***** 読解用抜粋
山口:前回の『スパークス・ブラザーズ』(2021年)は話が芸術的に脱線しちゃって長くなっちゃったね。

――最初のアップで3回(第0回~第2回)に分けてアップしましたからね。

山口:でもさ、この芸術的に脱線しちゃったのは俺がLGBTQならぬLTGだからなんだよ!

――LTG? はじめて聞く言葉ですけど。

山口:ロング・トーク・ジジイの略!

――……。僕は20年以上前からグッチーさんの事を知ってますけど、ジジイになる前からロング・トーク童貞でしたよ。

山口:(カジュアルに無視して)言っとくけどギンティくんも年齢的にはLTGだから! あんたと夜中に電話で話し出すと毎回、気がついたら3時間ぐらい経ってるもんな。このコーナー、LTG同士でやってるから長くなるんだよ~!

――じゃ、今回のトークはコンパクトにしましょうか?

山口:いやいや! 前回も言ったように、無駄な事がアートに繋がっていくんで! 今回も素敵な無駄話も入れつつお送りしますよ!

61年間童貞を貫くロング・トーク・ジジイ


グッチーさんが、がわかりやすく解説!  フェルナンド・ボテロの半生

山口:というわけで! 今回の作品はドキュメンタリー映画『フェルナンド・ボテロ 豊満な人生』(2018年)。

フェルナンド・ボテロは、人物だけじゃなく動物や植物、そして生活道具にいたるあらゆるモチーフを徹底して重量感あふれる豊満な姿で描く作風で知られている芸術家なんだよ。存命する芸術家の中で最も知名度が高いと言われてるんだよね。映画は、ボテロ本人や彼の家族、そしてキュレーターなどのアート業界の人たちの証言によって、彼の軌跡を浮かびあがらせる。映画に登場するボテロは撮影当時80代後半だったけど元気だよな。90歳の現在もアトリエで作品を絶賛制作中らしいし。

――いま、Bunkamura ザ・ミュージアムでも『ボテロ展 ふくよかな魔法』が7月3日まで開催されていますね。
**********
***** データ抜粋
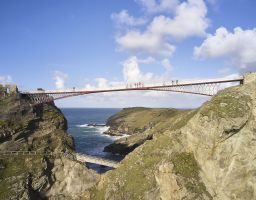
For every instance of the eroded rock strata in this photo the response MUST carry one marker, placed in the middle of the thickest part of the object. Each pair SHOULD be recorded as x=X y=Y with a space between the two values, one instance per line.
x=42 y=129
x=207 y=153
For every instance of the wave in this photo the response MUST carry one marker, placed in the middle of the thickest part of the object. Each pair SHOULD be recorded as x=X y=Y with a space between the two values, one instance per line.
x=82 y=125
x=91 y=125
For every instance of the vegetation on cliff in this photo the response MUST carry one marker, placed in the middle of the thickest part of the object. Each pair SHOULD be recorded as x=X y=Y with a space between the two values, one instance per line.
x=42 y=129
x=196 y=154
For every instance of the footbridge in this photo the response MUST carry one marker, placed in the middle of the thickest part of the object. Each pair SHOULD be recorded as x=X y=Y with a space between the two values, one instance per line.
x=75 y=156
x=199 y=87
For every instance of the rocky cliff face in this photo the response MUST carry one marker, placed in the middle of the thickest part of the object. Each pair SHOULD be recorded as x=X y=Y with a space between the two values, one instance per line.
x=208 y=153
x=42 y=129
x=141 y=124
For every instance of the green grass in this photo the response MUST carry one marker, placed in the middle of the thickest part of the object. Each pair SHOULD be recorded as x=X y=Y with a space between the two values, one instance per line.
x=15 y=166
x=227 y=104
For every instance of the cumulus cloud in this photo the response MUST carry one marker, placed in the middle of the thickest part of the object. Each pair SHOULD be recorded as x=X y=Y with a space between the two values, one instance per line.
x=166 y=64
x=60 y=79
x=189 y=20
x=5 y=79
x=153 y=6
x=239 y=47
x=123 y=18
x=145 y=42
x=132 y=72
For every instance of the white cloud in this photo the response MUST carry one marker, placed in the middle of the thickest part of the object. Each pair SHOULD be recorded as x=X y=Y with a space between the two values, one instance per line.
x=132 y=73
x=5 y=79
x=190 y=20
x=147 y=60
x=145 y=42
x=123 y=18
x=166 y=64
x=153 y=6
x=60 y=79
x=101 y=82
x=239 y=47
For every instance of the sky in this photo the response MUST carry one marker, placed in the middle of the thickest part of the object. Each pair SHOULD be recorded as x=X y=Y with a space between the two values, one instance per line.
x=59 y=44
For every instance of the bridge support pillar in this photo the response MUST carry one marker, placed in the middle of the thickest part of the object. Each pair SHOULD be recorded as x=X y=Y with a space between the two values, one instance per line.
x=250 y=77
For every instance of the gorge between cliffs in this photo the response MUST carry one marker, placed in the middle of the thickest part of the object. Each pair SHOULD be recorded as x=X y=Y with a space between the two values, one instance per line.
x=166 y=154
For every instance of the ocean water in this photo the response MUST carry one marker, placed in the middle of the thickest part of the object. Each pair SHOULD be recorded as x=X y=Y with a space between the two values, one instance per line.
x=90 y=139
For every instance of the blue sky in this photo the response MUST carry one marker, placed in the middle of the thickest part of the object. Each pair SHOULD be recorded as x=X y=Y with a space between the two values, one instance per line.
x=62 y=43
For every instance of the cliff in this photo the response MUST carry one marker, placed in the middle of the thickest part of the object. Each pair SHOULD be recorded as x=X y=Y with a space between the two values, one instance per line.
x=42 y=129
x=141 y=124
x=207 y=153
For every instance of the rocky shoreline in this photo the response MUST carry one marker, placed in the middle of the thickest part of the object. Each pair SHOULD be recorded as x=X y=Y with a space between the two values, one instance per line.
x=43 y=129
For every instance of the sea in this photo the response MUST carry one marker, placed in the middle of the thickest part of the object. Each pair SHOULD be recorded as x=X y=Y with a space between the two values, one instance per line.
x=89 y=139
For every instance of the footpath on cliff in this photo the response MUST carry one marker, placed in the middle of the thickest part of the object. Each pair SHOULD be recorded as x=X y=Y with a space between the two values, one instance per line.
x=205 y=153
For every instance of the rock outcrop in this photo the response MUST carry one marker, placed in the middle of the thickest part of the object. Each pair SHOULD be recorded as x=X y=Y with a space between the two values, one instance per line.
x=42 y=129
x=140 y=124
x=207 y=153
**********
***** データ抜粋
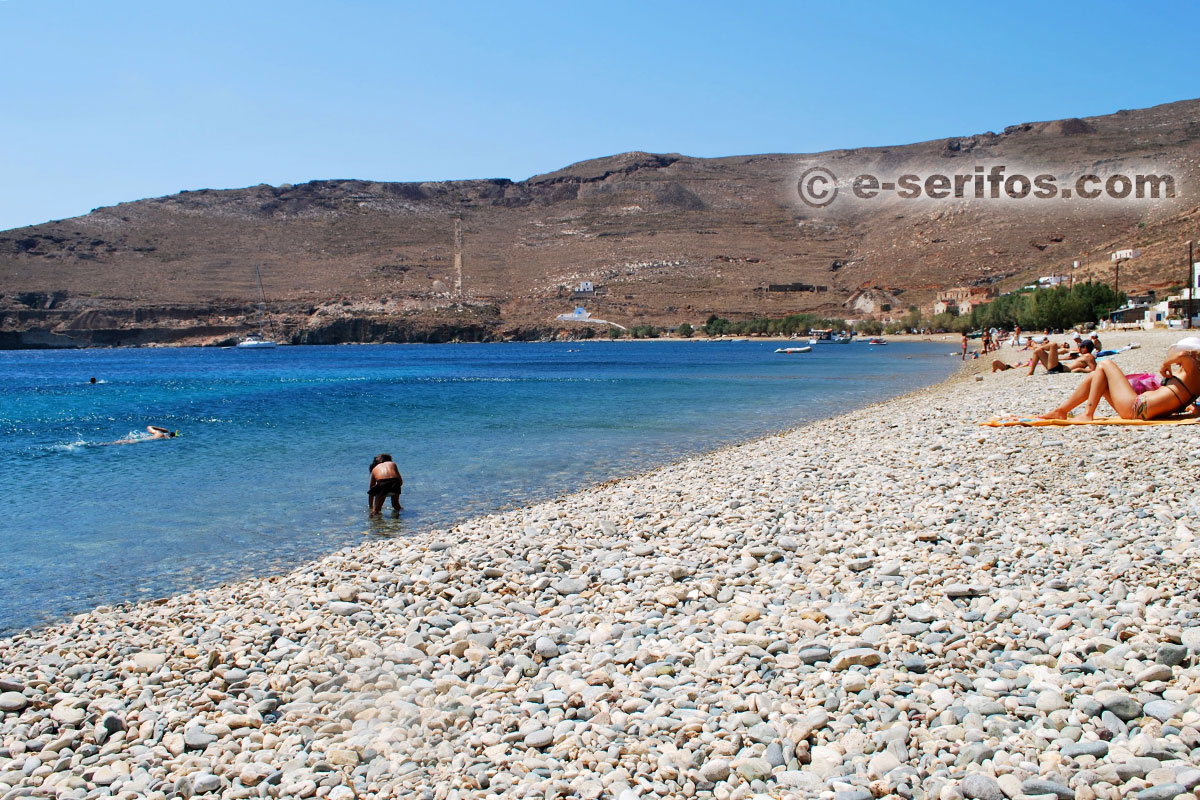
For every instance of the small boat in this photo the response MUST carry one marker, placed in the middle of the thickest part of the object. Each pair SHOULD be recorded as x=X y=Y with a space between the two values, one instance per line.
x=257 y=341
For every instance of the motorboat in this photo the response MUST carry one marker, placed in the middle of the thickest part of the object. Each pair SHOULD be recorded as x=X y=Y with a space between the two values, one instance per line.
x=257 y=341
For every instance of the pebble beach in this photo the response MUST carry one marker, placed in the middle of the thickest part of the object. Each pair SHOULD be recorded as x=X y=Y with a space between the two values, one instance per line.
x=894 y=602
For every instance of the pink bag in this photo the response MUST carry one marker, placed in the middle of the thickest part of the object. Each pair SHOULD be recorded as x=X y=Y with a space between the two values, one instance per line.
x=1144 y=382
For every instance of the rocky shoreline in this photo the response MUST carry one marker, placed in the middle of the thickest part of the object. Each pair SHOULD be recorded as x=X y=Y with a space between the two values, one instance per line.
**********
***** データ抜粋
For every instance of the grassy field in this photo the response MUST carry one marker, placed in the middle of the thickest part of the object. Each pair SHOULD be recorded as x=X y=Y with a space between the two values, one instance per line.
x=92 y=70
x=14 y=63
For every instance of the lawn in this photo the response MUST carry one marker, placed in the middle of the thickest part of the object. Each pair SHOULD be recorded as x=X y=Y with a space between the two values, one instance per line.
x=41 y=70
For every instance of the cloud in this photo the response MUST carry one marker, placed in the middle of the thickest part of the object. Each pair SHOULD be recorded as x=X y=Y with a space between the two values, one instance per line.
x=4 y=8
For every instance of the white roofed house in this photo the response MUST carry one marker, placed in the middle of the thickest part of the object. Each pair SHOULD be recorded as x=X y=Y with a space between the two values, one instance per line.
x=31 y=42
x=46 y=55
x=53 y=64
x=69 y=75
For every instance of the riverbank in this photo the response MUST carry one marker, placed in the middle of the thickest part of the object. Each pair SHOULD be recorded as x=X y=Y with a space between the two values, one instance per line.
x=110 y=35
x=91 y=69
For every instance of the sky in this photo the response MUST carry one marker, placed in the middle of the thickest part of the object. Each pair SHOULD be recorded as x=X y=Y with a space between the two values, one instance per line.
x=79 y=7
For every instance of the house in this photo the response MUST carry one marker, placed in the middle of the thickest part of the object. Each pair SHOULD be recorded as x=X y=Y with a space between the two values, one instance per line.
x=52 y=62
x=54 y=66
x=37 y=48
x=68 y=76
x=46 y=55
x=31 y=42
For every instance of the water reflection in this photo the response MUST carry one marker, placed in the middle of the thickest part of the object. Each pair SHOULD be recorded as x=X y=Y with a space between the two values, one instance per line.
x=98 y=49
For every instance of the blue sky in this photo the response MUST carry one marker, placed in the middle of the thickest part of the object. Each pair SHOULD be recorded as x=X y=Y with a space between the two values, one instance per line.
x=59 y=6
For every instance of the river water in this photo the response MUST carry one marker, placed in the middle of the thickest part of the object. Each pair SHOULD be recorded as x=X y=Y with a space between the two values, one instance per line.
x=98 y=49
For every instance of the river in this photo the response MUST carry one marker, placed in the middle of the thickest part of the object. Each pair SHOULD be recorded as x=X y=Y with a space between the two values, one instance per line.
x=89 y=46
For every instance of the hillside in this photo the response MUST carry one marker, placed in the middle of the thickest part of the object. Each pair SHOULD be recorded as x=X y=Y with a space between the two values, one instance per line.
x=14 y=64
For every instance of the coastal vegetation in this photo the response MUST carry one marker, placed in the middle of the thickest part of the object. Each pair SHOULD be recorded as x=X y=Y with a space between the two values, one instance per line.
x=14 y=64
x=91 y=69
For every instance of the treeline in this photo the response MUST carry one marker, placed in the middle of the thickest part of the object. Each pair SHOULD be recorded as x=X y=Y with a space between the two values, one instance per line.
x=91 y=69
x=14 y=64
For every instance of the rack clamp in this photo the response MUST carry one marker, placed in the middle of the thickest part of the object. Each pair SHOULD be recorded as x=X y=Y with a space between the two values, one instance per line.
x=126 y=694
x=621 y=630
**********
(課題一覧):
1 – ボテロをめぐる対談で、今回取り上げられているドキュメンタリー映画の題名と製作年は何ですか。
2 – ボテロをめぐる対談のうち「フェルナンド・ボテロは、人物だけじゃなく」で始まる段落を、主要な事実を残して箇条書きにまとめてください。
3 – ボテロをめぐる対談を、最後の発言の後から書き継いでください。

(解答):
1 – 『フェルナンド・ボテロ 豊満な人生』(2018年)です。

2 –
- ボテロは、人物、動物、植物、生活道具に至るあらゆるモチーフを、重量感あふれる豊満な姿で描く作風で知られる芸術家である。
- 存命する芸術家の中で最も知名度が高いと言われている。
- 映画は、ボテロ本人、家族、キュレーターなどアート業界の人々の証言によって彼の軌跡を描き出す。
- 撮影当時ボテロは80代後半だったが元気であった。
- 90歳の現在もアトリエで制作を続けているらしい。

3 –
映画でインタビューを受けるフェルナンド・ボテロ。© 2018 by Botero the Legacy Inc. All Rights Reserved

山口:ピカソは91歳まで生きたんだよ。だからボテロさん、この調子だとピカソを超えそうなんだよね。ちなみにボテロさんは南米のピカソって呼ばれてるんだよ。その事から分かるようにこの人、1932年にコロンビアのメデジンで生まれたのよ。それで、10代の頃は闘牛士を養成する学校に通っていたの。でも、闘牛士の訓練よりも闘牛の絵を描くことに夢中になって、描いた絵を闘牛場の売店で売ってもらうようになるんだよ。そこからイラストレーターをしながら、画家への夢を追い続けるわけ。

――メデジンの新聞などでイラストを描いていたんですよね。


ボテロが1949年に描いた《泣く女》

山口:そして1952年、ボテロさんは20歳の時に留学資金が貯まったので、絵の勉強をするためヨーロッパに行くんだよね。そこでイタリアのルネサンスの巨匠ピエロ・デラ・フランチェスカの絵画に感銘を受けて、ルネサンス期の画家たちのような作風の絵画を描くんだよ。

ピエロ・デラ・フランチェスカ《ウルビーノ公爵夫妻の肖像》

でも、当時の美術界のトレンドは、抽象表現やポップアート。だから、ボテロさんの作品はまったく評価されない。

――まだ、ボテリズムと呼ばれる、モチーフを豊満に描くスタイルを確立していないんですね。

いかにして自分のスタイルを確立させるか?


山口:この映画を観る前は、ボテロさんの絵を見て、太ってる人が好きで、抑えきれない性癖みたいなものを表現してるのかと思ったら違うんだよな。映画には妻も出てくるけどスレンダーだし、本人も痩せてるしね。ボテロさんは、ある事がキッカケで豊満に描く手法を発見して大ブレイクすることになるんだよな。

シュッとしていた若き日のボテロ。© 2018 by Botero the Legacy Inc. All Rights Reserved

――今回のトークは、ちゃんと勉強なりますね。

山口:(ムッとした表情で)いつもだよ。ブレイクしたキッカケだけど、ボテロさんがある日、マンドリンの絵を描いていた時に丸々と大きな形で描いたんだよ。そして最後に開口部を小さく描いてみたら、マンドリンが大きく膨れて見えることに気がついんたんだよな。

フェルナンド・ボテロ作《マンドリンのある静物》

この事をキッカケにすべてのモチーフを豊満に描くというスタイルを確立させたんだよね。

――ボテリズムの誕生ですね。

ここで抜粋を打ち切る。